__Data taken from a collection__
(begin)

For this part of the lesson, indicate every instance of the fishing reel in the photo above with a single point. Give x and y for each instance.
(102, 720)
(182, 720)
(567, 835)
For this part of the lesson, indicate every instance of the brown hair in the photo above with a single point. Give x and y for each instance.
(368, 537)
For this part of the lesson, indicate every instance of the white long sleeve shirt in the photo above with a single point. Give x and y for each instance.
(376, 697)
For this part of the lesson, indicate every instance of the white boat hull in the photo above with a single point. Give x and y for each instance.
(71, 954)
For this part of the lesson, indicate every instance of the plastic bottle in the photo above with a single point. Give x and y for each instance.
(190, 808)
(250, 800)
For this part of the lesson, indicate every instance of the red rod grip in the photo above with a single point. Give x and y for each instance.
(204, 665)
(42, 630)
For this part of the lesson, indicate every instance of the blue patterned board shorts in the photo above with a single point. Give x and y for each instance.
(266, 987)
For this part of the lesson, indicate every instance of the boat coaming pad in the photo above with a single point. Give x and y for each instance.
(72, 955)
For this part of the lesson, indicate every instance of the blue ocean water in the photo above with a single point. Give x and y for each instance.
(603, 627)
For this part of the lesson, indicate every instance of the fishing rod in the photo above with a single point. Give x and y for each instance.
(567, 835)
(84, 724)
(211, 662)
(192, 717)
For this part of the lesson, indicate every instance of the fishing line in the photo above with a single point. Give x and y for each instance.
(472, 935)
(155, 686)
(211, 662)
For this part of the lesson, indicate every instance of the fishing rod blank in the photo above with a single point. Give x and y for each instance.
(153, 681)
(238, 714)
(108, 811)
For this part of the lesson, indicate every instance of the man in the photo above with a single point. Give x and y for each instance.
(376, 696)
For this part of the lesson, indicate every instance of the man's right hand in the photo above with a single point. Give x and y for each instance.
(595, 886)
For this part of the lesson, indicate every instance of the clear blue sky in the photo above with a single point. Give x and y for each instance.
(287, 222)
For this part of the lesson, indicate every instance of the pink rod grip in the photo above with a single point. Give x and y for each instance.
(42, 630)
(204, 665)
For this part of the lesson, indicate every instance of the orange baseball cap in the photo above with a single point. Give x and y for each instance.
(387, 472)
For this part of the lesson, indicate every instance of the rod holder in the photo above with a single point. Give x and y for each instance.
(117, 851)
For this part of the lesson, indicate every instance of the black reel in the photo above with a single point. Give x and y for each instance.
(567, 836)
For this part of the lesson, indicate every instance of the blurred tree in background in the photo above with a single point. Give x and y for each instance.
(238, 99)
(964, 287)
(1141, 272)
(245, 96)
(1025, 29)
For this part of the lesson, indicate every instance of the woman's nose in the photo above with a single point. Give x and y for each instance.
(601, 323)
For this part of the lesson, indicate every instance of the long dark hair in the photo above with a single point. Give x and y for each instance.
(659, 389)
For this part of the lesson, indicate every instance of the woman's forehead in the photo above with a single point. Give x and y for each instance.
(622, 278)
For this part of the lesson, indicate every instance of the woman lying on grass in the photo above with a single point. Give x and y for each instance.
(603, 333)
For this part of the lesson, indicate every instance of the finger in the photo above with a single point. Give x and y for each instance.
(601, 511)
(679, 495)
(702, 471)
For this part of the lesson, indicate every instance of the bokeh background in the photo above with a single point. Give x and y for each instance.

(end)

__What you should do__
Repeat the lines above verbatim, starting with the line that contains "of the long" and going on through the last line.

__Full answer__
For this part of the lesson, indicate every instance of the long dark hair in the photo above with a single point. Give x and y for each instance.
(659, 389)
For this part of the lesson, indicate every instance of the woman's forehead in the photo above with a single point. Give x and y for each instance.
(622, 278)
For this part of the lesson, indicate every instance of the woman lying on grass in the photo above with a single point. Give x and y for each instance.
(603, 333)
For this part of the lesson, indicate every instance of the finger in the photo above with a single point. Give x and y for each instance.
(601, 511)
(679, 495)
(702, 471)
For this part of the lesson, indicate every instance of the bokeh background in the photo above with a single point. Give x and y for each instance.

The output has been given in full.